-- Start Data section --
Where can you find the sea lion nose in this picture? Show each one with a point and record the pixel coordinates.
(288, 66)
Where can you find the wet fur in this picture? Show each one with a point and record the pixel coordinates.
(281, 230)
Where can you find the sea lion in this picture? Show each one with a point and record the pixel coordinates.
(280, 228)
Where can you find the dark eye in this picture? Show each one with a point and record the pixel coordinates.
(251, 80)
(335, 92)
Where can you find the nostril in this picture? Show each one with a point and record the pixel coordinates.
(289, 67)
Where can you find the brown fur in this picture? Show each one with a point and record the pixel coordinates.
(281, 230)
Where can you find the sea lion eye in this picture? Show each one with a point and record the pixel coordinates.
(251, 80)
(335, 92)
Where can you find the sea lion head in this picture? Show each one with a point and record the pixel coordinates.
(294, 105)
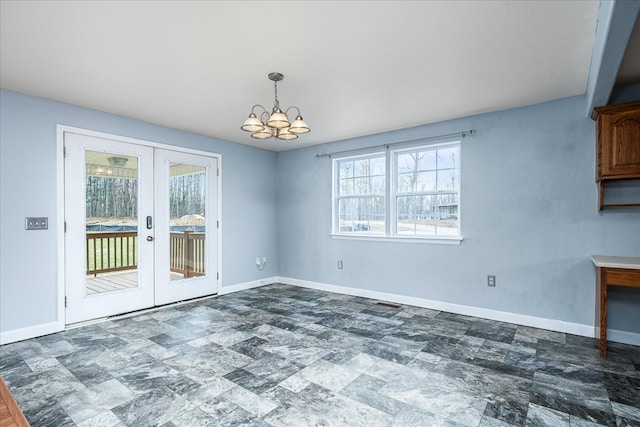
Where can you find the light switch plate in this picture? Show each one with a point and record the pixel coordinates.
(36, 223)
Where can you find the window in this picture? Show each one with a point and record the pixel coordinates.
(360, 196)
(412, 192)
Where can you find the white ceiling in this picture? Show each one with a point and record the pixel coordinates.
(353, 67)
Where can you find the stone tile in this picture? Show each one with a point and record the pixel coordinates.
(631, 413)
(249, 401)
(93, 401)
(540, 416)
(281, 355)
(365, 389)
(156, 407)
(294, 383)
(331, 410)
(104, 419)
(329, 375)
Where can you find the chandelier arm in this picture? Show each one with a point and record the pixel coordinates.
(254, 108)
(276, 103)
(293, 106)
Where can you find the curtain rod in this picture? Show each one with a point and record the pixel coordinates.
(462, 134)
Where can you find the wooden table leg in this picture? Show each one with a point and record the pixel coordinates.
(601, 310)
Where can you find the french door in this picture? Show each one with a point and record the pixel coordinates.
(141, 226)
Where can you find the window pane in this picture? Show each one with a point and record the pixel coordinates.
(361, 167)
(416, 215)
(448, 180)
(361, 186)
(346, 169)
(377, 185)
(361, 215)
(346, 187)
(447, 214)
(426, 181)
(427, 160)
(378, 165)
(405, 183)
(448, 158)
(406, 163)
(428, 215)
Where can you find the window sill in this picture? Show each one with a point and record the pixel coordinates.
(400, 239)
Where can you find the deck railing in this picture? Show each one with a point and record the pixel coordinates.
(116, 251)
(187, 253)
(111, 251)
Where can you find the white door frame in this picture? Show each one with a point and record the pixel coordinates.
(60, 211)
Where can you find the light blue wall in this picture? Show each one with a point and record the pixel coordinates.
(529, 216)
(28, 266)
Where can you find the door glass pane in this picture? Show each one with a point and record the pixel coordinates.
(187, 220)
(111, 211)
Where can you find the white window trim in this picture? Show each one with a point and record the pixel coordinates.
(390, 195)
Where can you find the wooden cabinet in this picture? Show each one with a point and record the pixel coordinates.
(617, 147)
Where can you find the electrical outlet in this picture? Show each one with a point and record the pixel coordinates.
(491, 280)
(36, 223)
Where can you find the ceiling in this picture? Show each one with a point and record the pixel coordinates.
(353, 67)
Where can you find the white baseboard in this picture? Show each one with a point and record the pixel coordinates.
(15, 335)
(502, 316)
(247, 285)
(623, 337)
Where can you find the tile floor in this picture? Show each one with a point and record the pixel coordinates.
(287, 356)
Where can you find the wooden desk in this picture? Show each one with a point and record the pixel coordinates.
(611, 271)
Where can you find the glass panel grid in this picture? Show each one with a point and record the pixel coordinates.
(427, 192)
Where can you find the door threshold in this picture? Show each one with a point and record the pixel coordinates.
(120, 316)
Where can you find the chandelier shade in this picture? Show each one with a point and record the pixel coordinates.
(277, 124)
(252, 124)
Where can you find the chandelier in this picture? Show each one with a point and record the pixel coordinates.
(277, 124)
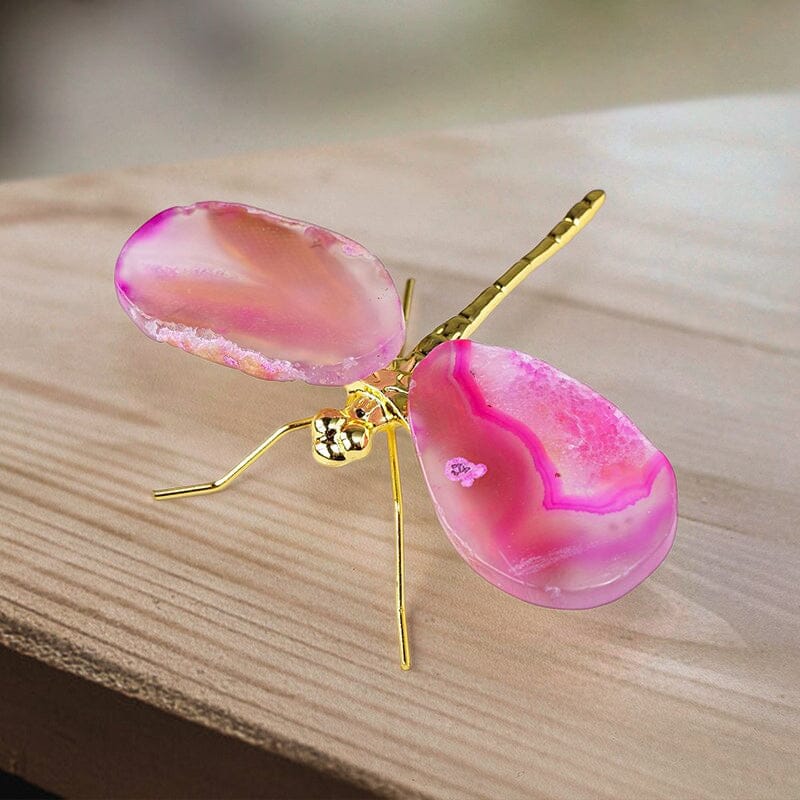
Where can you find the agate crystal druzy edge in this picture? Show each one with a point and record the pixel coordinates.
(546, 489)
(271, 296)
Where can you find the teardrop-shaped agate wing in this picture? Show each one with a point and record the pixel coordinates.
(546, 489)
(271, 296)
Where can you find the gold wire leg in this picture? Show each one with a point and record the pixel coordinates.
(221, 483)
(408, 296)
(400, 592)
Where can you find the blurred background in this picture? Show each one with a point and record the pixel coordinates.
(96, 84)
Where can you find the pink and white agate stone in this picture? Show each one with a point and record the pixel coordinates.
(271, 296)
(573, 506)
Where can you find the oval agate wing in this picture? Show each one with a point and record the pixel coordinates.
(271, 296)
(545, 488)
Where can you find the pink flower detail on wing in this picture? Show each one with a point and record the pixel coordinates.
(463, 471)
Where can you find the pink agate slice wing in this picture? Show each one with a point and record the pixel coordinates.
(271, 296)
(566, 504)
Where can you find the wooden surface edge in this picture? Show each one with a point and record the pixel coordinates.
(61, 699)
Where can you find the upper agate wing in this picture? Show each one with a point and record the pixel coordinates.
(545, 488)
(271, 296)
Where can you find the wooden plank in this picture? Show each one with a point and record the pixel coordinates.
(265, 613)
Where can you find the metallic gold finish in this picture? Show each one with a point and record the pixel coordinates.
(379, 403)
(408, 297)
(340, 436)
(473, 315)
(221, 483)
(400, 591)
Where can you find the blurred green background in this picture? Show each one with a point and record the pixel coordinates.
(98, 84)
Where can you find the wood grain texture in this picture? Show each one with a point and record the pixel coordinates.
(265, 612)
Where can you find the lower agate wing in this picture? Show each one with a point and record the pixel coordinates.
(271, 296)
(545, 488)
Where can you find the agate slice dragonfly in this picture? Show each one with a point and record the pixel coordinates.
(545, 488)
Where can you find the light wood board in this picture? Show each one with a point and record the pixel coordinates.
(265, 612)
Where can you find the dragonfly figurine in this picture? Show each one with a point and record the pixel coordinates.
(544, 487)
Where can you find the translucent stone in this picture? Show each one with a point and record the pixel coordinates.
(565, 503)
(271, 296)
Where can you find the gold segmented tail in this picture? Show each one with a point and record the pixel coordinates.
(465, 323)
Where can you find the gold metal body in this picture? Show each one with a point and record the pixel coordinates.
(379, 403)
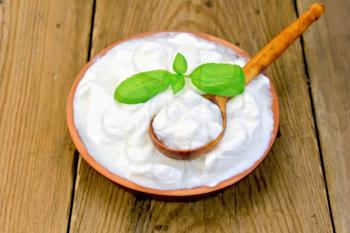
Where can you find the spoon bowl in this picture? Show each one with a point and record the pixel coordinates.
(252, 69)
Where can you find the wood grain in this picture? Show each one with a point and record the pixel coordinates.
(327, 51)
(285, 194)
(43, 44)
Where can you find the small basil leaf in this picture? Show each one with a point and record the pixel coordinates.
(177, 83)
(142, 86)
(219, 79)
(180, 64)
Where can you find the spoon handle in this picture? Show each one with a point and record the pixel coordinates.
(281, 42)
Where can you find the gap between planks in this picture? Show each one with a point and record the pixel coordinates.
(76, 152)
(308, 81)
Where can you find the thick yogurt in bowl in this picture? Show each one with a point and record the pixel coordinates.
(115, 135)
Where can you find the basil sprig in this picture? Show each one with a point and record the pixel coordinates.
(211, 78)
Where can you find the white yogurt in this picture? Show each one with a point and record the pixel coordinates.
(115, 134)
(189, 121)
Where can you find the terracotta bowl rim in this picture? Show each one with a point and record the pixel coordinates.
(159, 192)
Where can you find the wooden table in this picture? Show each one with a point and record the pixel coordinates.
(302, 186)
-- End Data section --
## Objective
Rewrite every line of the entries, requests included, from the line holding "Where can you find the translucent" through the end of the entries, inclusive, scaling each pixel coordinate in the answers by 2.3 and rounding it to a whole number, with halves rounded up. Leave the pictures out.

## Response
Where can you find the translucent stone in this picture? Show each one with a point and record the pixel coordinates.
(1300, 1157)
(623, 681)
Where can you find the gold segmented tail in this picture? Show each one with a point and record the pixel coordinates.
(1070, 743)
Where can you find the gold metal body in this picture? Show each one with a point and record the pixel coordinates.
(872, 927)
Where can you find the spoon bowl in this picture? Show each one with a point and record the pixel coordinates.
(580, 159)
Where can you find the wood grain in this picture? Show each one with a point and record the pixel coordinates.
(752, 117)
(656, 446)
(99, 101)
Where can you find the small basil leaf in this picture? Show each one with a point and record the pixel coordinates.
(407, 191)
(327, 198)
(504, 182)
(414, 147)
Where can you find the spoon handle in this picture? Show each one with a point and record the pixel coordinates.
(646, 97)
Where can you find the gap between planks in this picture? Show each one with a point and record the pixel coordinates.
(175, 350)
(708, 186)
Where can you find the thick yogurt in bowl in this picture? Show each one with a point and record the pixel coordinates.
(265, 311)
Where can you find the basil sprig in this picture? Show each one with a point and record the pixel coordinates.
(485, 179)
Where can you find the white yogurt in this picture? Show each one with a point and record the pixel coordinates.
(265, 308)
(435, 278)
Where can you find the terracotta bowl rim in this picture? Show each one with a point and record the pixel coordinates.
(366, 442)
Where can you find the wooden table in this picture? Show each one with a point and record the pixel coordinates.
(695, 428)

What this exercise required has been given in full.